Exercise details
Pick each line that has "matching" out of the records.

Available records
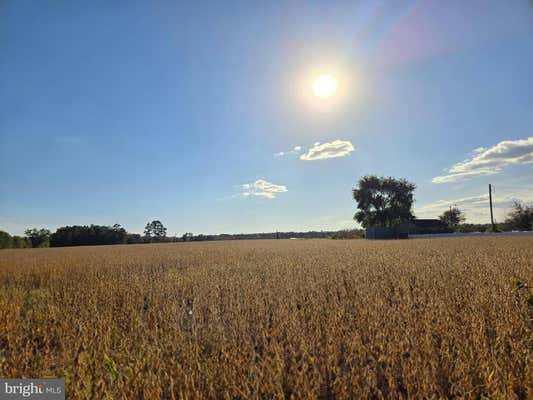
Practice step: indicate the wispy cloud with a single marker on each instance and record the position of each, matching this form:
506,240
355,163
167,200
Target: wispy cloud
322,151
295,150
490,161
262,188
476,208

...

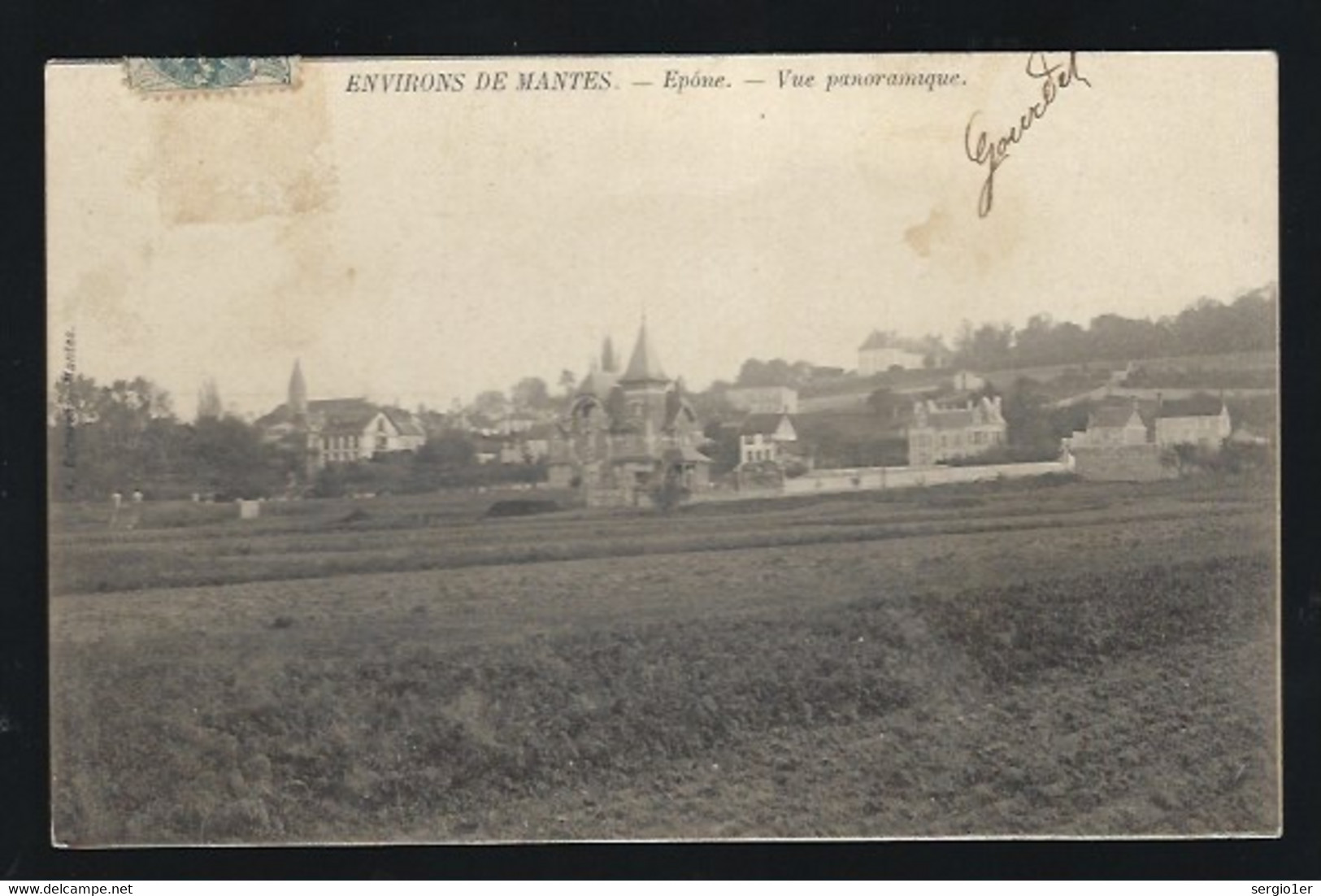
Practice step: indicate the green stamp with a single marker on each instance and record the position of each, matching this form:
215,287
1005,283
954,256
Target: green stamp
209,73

Written response
Practice step: indicate the wispy cloud with a single marker on each instance and record the position of each, matching this form:
Practice step: indicate the green stamp with a single marker on each instance and record the position of each, matching this form:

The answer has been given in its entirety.